#### Passage extrait:
┌──
Le P. Raniero Cantalamessa, capucin, prédicateur de la Maison pontificale, a prononcé sa troisième prédication de carême sur le thème « Orient et Occident face au mystère de la personne du Christ », ce vendredi 13 mars 2015, dans la chapelle Redemptoris Mater du Vatican, en présence du pape et de la Curie romaine.

Les deux voies de connaissance du Christ

Étudiant les racines bibliques du discours sur Jésus, il a constaté dans le Nouveau Testament « deux voies différentes dans la manière d’exprimer le mystère du Christ » : celle de saint Paul et celle de saint Jean.

La voie de Paul « part de l’humanité pour rejoindre la divinité du Christ, part de l’histoire pour arriver à la préexistence; c’est donc une voie ascendante qui suit l’ordre dans lequel le Christ s’est manifesté et les hommes l’ont connu, non l’ordre de l’être ». Cette voie « a pour centre le mystère pascal, soit l’œuvre du Christ avant même sa personne. La résurrection des morts est le grand tournant entre les deux phases de l’existence du Christ ».

La voie de Jean « part de la divinité, pour arriver à l’humanité » : « le schéma est inversé : non pas l’humain, le visible d’abord et après le divin et l’invisible, mais le contraire. Jean se place du point de vue de l’être, non de la manifestation du Christ par rapport à nous ». Dans cette vision, « c’est l’incarnation et non la résurrection ou le mystère pascal qui constitue la grande ligne de partage, le pivot autour duquel tourne toute l’histoire du Christ ».
└──
#### Données enregistrées:
┌──
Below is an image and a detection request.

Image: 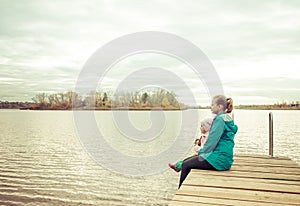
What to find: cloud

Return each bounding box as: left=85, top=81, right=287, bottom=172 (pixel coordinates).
left=0, top=0, right=300, bottom=102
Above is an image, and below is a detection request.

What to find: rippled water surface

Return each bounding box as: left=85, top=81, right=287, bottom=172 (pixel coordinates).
left=0, top=110, right=300, bottom=205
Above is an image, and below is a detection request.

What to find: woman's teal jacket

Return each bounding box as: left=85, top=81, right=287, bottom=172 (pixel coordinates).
left=198, top=112, right=238, bottom=170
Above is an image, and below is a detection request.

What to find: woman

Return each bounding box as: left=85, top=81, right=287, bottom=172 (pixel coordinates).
left=178, top=95, right=238, bottom=188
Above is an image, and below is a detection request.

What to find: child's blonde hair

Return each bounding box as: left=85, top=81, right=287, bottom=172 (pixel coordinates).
left=201, top=117, right=214, bottom=132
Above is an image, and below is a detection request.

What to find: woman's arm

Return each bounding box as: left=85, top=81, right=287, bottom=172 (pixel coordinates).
left=198, top=117, right=225, bottom=155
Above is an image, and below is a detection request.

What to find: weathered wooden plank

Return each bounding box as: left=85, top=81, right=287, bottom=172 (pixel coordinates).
left=177, top=185, right=300, bottom=205
left=170, top=154, right=300, bottom=206
left=170, top=195, right=293, bottom=206
left=193, top=170, right=300, bottom=181
left=231, top=165, right=300, bottom=175
left=192, top=170, right=300, bottom=186
left=183, top=172, right=300, bottom=194
left=234, top=156, right=299, bottom=167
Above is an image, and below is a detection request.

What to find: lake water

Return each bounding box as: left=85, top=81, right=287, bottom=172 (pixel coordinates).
left=0, top=110, right=300, bottom=205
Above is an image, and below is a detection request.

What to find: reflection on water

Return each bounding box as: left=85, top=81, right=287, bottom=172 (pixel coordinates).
left=0, top=110, right=300, bottom=205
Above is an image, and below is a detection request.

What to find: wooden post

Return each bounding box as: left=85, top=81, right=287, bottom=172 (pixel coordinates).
left=269, top=112, right=273, bottom=157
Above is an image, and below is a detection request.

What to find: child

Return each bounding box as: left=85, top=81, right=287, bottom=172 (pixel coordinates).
left=169, top=117, right=213, bottom=172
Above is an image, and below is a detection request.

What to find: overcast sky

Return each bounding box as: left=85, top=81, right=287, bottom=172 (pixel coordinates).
left=0, top=0, right=300, bottom=104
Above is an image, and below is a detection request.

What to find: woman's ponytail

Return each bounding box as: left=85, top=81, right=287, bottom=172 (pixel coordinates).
left=225, top=97, right=233, bottom=113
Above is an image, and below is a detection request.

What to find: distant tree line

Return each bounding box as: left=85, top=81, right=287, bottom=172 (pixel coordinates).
left=0, top=89, right=186, bottom=110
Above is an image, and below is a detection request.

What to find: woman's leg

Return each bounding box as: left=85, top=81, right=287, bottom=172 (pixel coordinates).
left=178, top=156, right=216, bottom=188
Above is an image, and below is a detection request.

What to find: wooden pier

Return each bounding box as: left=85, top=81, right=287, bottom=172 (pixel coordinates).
left=170, top=155, right=300, bottom=206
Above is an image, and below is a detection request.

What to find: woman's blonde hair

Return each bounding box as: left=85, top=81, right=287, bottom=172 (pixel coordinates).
left=214, top=95, right=233, bottom=113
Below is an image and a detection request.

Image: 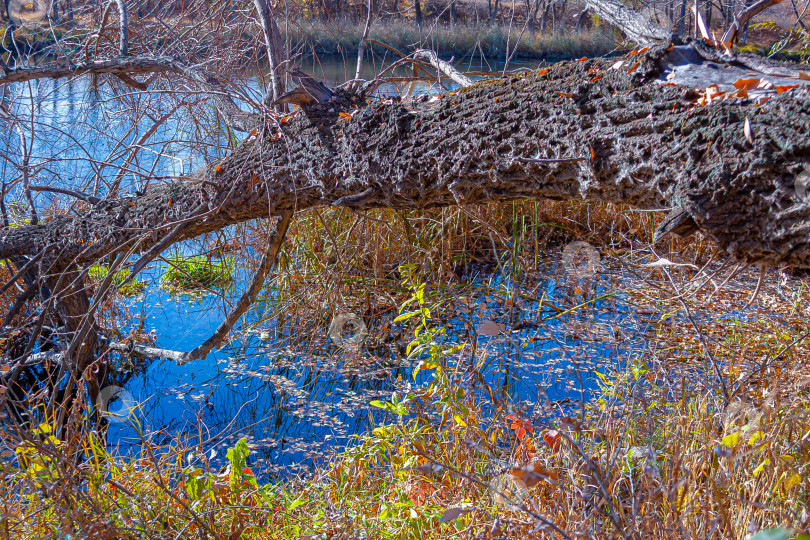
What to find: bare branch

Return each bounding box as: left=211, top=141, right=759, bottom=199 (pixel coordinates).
left=587, top=0, right=669, bottom=45
left=178, top=211, right=292, bottom=364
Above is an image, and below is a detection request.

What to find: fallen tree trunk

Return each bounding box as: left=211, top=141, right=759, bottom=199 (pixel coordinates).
left=0, top=46, right=810, bottom=271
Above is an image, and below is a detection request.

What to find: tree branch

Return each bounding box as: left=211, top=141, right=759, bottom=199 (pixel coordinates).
left=586, top=0, right=669, bottom=45
left=0, top=56, right=261, bottom=132
left=178, top=211, right=292, bottom=364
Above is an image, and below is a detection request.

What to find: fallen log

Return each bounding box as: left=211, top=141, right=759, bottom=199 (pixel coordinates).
left=0, top=46, right=810, bottom=269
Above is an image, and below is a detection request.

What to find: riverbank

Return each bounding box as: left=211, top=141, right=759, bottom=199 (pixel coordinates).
left=282, top=21, right=616, bottom=61
left=6, top=202, right=810, bottom=540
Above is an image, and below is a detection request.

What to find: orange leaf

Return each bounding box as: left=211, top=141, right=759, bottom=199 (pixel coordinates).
left=408, top=489, right=427, bottom=506
left=776, top=84, right=799, bottom=94
left=543, top=429, right=562, bottom=452
left=734, top=79, right=759, bottom=90
left=509, top=463, right=560, bottom=488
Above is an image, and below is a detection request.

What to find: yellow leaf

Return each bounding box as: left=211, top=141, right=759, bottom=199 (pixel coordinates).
left=782, top=473, right=802, bottom=490
left=721, top=432, right=740, bottom=448
left=754, top=458, right=771, bottom=478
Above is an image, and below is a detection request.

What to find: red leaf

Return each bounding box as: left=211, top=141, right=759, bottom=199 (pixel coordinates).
left=776, top=84, right=799, bottom=94
left=543, top=429, right=562, bottom=452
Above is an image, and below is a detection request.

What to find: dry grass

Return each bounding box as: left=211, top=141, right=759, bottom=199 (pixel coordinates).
left=0, top=202, right=810, bottom=540
left=288, top=20, right=615, bottom=60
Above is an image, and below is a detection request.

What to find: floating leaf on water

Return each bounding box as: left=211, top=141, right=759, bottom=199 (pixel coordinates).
left=478, top=319, right=506, bottom=337
left=439, top=508, right=474, bottom=523
left=747, top=529, right=792, bottom=540
left=642, top=257, right=698, bottom=270
left=776, top=84, right=799, bottom=94
left=743, top=116, right=754, bottom=144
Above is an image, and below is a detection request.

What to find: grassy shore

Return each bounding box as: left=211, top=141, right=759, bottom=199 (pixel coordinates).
left=6, top=203, right=810, bottom=540
left=285, top=20, right=616, bottom=60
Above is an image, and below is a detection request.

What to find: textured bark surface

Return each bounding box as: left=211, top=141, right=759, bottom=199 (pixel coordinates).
left=0, top=46, right=810, bottom=268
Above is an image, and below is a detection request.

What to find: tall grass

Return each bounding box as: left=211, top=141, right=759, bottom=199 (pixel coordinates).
left=0, top=250, right=810, bottom=540
left=0, top=202, right=810, bottom=540
left=288, top=20, right=615, bottom=60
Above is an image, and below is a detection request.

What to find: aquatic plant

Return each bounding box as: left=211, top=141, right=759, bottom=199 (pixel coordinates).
left=161, top=255, right=234, bottom=292
left=87, top=264, right=146, bottom=296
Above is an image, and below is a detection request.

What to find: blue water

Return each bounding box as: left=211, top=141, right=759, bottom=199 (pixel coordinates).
left=0, top=54, right=657, bottom=476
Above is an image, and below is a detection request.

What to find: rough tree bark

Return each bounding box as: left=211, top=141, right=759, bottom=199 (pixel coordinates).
left=0, top=46, right=810, bottom=269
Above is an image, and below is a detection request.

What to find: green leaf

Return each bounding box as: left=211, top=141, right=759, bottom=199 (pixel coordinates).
left=748, top=529, right=793, bottom=540
left=394, top=311, right=419, bottom=322
left=228, top=437, right=250, bottom=487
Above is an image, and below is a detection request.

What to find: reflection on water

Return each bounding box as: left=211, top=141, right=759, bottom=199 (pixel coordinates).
left=105, top=253, right=652, bottom=475
left=3, top=54, right=649, bottom=475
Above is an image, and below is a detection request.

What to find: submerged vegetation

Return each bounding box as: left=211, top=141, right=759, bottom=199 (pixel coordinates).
left=2, top=203, right=810, bottom=540
left=161, top=255, right=234, bottom=293
left=87, top=264, right=146, bottom=296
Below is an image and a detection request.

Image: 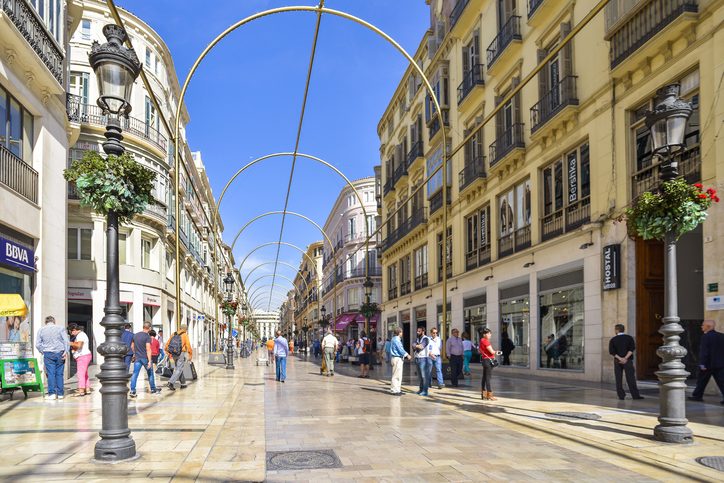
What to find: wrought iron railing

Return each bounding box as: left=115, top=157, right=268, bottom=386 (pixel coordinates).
left=0, top=0, right=65, bottom=87
left=458, top=154, right=485, bottom=191
left=0, top=145, right=38, bottom=204
left=458, top=64, right=485, bottom=104
left=490, top=122, right=525, bottom=168
left=488, top=15, right=522, bottom=69
left=530, top=75, right=578, bottom=132
left=66, top=94, right=166, bottom=152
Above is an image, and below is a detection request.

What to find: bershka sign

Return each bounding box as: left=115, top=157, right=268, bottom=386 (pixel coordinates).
left=603, top=245, right=621, bottom=290
left=0, top=237, right=35, bottom=272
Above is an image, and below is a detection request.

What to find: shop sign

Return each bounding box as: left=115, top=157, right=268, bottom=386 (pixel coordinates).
left=0, top=237, right=35, bottom=272
left=603, top=245, right=621, bottom=290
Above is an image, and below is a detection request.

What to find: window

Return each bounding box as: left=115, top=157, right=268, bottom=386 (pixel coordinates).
left=498, top=179, right=531, bottom=257
left=68, top=228, right=93, bottom=260
left=0, top=87, right=34, bottom=164
left=541, top=142, right=591, bottom=241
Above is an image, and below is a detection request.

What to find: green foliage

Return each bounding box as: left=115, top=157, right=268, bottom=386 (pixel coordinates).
left=63, top=151, right=156, bottom=223
left=626, top=179, right=719, bottom=240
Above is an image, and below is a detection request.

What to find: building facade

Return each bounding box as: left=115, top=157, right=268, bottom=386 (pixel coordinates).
left=378, top=0, right=724, bottom=381
left=322, top=177, right=382, bottom=340
left=0, top=0, right=70, bottom=351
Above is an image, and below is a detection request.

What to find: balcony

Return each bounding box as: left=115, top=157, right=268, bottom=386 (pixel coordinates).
left=498, top=225, right=530, bottom=258
left=541, top=197, right=591, bottom=241
left=458, top=154, right=486, bottom=192
left=530, top=75, right=578, bottom=134
left=465, top=244, right=491, bottom=271
left=490, top=122, right=525, bottom=168
left=605, top=0, right=699, bottom=69
left=0, top=0, right=65, bottom=87
left=415, top=272, right=427, bottom=290
left=0, top=144, right=38, bottom=205
left=631, top=144, right=701, bottom=199
left=488, top=15, right=523, bottom=69
left=458, top=64, right=485, bottom=104
left=65, top=94, right=166, bottom=153
left=450, top=0, right=470, bottom=30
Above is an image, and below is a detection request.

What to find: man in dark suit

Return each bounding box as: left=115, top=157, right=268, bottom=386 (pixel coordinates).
left=608, top=324, right=644, bottom=400
left=689, top=320, right=724, bottom=404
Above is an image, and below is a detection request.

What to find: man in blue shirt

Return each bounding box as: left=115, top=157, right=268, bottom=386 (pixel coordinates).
left=389, top=327, right=410, bottom=396
left=274, top=330, right=289, bottom=382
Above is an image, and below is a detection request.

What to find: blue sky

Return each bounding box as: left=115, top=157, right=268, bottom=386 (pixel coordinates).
left=117, top=0, right=428, bottom=308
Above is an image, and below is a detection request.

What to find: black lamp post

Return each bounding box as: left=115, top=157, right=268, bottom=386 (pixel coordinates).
left=224, top=272, right=234, bottom=369
left=88, top=25, right=141, bottom=462
left=646, top=84, right=693, bottom=443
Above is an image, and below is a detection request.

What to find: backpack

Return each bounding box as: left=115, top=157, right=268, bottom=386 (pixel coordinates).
left=168, top=332, right=183, bottom=357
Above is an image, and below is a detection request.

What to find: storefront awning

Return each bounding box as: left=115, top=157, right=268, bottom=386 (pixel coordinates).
left=0, top=293, right=28, bottom=317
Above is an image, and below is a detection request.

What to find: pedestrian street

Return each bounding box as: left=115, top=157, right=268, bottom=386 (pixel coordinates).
left=0, top=354, right=724, bottom=481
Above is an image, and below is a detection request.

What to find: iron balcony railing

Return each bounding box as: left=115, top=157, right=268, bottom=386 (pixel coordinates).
left=488, top=15, right=523, bottom=69
left=415, top=272, right=427, bottom=290
left=66, top=94, right=166, bottom=152
left=450, top=0, right=470, bottom=28
left=0, top=145, right=38, bottom=204
left=458, top=154, right=485, bottom=191
left=541, top=197, right=591, bottom=241
left=606, top=0, right=699, bottom=69
left=0, top=0, right=65, bottom=87
left=530, top=75, right=578, bottom=132
left=458, top=64, right=485, bottom=104
left=490, top=122, right=525, bottom=168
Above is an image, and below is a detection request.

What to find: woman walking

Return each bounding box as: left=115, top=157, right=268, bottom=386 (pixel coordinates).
left=463, top=332, right=473, bottom=376
left=70, top=324, right=93, bottom=397
left=479, top=328, right=500, bottom=401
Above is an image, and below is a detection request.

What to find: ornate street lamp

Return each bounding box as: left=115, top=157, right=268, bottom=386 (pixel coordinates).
left=224, top=272, right=234, bottom=369
left=88, top=25, right=141, bottom=462
left=646, top=84, right=693, bottom=443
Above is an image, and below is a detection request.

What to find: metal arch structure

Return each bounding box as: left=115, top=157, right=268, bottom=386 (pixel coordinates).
left=174, top=5, right=448, bottom=347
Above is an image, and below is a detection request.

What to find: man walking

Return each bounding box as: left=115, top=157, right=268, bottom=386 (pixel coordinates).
left=415, top=327, right=432, bottom=396
left=274, top=330, right=289, bottom=382
left=689, top=320, right=724, bottom=404
left=129, top=322, right=161, bottom=398
left=166, top=325, right=193, bottom=391
left=445, top=329, right=463, bottom=387
left=430, top=327, right=445, bottom=389
left=322, top=330, right=339, bottom=377
left=35, top=315, right=70, bottom=399
left=389, top=327, right=411, bottom=396
left=608, top=324, right=644, bottom=400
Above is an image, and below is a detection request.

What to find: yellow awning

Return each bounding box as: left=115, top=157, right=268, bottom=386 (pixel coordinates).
left=0, top=293, right=28, bottom=317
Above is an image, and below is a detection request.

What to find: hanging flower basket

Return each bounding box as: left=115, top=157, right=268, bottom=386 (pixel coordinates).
left=63, top=151, right=156, bottom=223
left=626, top=179, right=719, bottom=240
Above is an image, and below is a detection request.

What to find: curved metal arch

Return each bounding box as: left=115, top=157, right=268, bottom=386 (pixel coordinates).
left=174, top=3, right=448, bottom=340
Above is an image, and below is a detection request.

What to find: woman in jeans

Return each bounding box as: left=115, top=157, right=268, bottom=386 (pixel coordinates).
left=479, top=328, right=500, bottom=401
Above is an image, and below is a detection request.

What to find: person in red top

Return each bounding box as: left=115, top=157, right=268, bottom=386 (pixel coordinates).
left=478, top=328, right=500, bottom=401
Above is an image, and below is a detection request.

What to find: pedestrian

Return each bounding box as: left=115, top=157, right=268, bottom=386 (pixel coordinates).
left=430, top=327, right=445, bottom=389
left=35, top=315, right=70, bottom=399
left=69, top=324, right=93, bottom=397
left=689, top=320, right=724, bottom=404
left=414, top=327, right=432, bottom=396
left=389, top=327, right=411, bottom=396
left=165, top=324, right=193, bottom=391
left=608, top=324, right=644, bottom=400
left=463, top=332, right=475, bottom=376
left=129, top=322, right=161, bottom=398
left=445, top=329, right=464, bottom=387
left=478, top=327, right=502, bottom=401
left=121, top=323, right=133, bottom=372
left=357, top=331, right=372, bottom=379
left=322, top=330, right=339, bottom=377
left=274, top=330, right=290, bottom=382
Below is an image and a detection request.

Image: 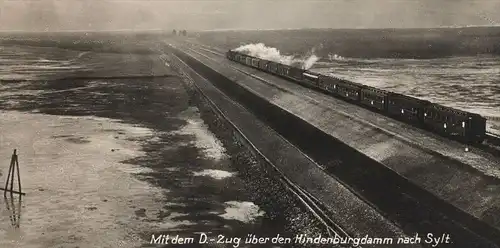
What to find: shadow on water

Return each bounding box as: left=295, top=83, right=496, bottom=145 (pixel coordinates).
left=4, top=194, right=23, bottom=229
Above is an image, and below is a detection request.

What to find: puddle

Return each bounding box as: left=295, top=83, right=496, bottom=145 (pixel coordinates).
left=193, top=170, right=235, bottom=180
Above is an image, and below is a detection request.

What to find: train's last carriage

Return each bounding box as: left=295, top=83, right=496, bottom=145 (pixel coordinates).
left=424, top=103, right=486, bottom=143
left=360, top=86, right=388, bottom=110
left=335, top=79, right=363, bottom=101
left=387, top=92, right=431, bottom=124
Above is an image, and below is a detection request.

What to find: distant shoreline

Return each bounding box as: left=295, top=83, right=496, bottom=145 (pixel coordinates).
left=0, top=24, right=500, bottom=34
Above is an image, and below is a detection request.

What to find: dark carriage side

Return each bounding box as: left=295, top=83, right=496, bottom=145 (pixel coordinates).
left=424, top=103, right=486, bottom=143
left=387, top=92, right=431, bottom=126
left=360, top=86, right=389, bottom=111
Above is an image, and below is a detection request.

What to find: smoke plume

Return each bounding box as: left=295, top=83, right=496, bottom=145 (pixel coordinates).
left=233, top=43, right=319, bottom=70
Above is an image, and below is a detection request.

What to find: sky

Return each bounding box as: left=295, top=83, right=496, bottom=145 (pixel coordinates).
left=0, top=0, right=500, bottom=31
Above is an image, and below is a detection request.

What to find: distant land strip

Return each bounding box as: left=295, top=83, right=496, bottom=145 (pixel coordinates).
left=0, top=74, right=176, bottom=82
left=54, top=74, right=175, bottom=80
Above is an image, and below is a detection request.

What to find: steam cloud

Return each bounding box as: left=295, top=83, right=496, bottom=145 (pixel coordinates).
left=233, top=43, right=319, bottom=70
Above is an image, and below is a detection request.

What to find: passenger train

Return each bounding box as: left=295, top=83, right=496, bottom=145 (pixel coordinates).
left=226, top=50, right=486, bottom=143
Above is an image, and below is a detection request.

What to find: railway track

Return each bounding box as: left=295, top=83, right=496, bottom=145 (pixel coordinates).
left=189, top=43, right=500, bottom=151
left=160, top=47, right=361, bottom=247
left=168, top=41, right=498, bottom=247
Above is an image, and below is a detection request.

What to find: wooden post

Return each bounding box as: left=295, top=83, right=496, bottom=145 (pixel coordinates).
left=0, top=149, right=25, bottom=196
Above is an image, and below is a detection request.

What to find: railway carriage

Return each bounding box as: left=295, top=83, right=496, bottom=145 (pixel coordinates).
left=334, top=78, right=363, bottom=102
left=245, top=56, right=252, bottom=66
left=239, top=54, right=247, bottom=64
left=251, top=58, right=260, bottom=68
left=286, top=66, right=305, bottom=81
left=302, top=71, right=320, bottom=87
left=423, top=103, right=486, bottom=143
left=360, top=86, right=388, bottom=111
left=259, top=59, right=269, bottom=71
left=387, top=92, right=431, bottom=125
left=318, top=75, right=339, bottom=95
left=226, top=50, right=236, bottom=60
left=268, top=61, right=278, bottom=74
left=226, top=51, right=486, bottom=143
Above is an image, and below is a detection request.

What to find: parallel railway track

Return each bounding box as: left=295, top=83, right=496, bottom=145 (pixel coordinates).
left=164, top=48, right=361, bottom=247
left=190, top=43, right=500, bottom=152
left=169, top=41, right=500, bottom=247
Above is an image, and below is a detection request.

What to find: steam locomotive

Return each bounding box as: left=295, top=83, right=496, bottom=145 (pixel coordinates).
left=226, top=50, right=486, bottom=144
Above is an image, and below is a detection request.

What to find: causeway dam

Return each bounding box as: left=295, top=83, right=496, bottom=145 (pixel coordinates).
left=158, top=39, right=500, bottom=247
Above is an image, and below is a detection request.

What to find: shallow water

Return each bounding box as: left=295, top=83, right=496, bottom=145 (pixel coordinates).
left=0, top=43, right=292, bottom=248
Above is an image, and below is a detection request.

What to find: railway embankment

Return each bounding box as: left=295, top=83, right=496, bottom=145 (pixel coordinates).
left=166, top=42, right=500, bottom=247
left=164, top=43, right=414, bottom=247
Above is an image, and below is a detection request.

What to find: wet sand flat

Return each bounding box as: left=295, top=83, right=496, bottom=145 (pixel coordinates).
left=0, top=40, right=326, bottom=248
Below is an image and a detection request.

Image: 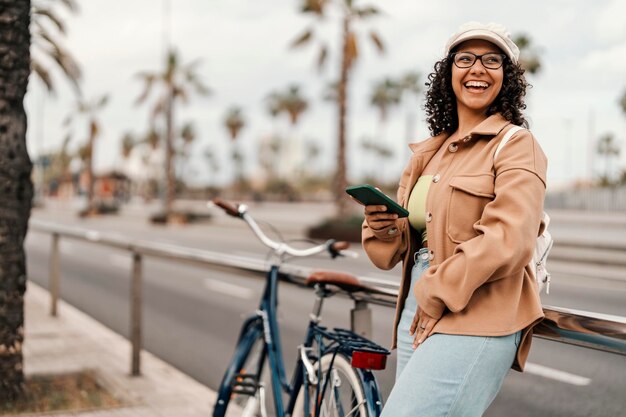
└──
#### Question courte 1:
Selon le passage, qu'est-ce qui marque le grand tournant entre les deux phases de l'existence du Christ dans la voie de Paul ?
#### Question courte 2:
Recopiez, s'il vous plaît, le passage de « Le P. Raniero » à « la Curie romaine. ».

#### Réponse complète 1:
La résurrection des morts.

#### Réponse complète 2:
Le P. Raniero Cantalamessa, capucin, prédicateur de la Maison pontificale, a prononcé sa troisième prédication de carême sur le thème « Orient et Occident face au mystère de la personne du Christ », ce vendredi 13 mars 2015, dans la chapelle Redemptoris Mater du Vatican, en présence du pape et de la Curie romaine.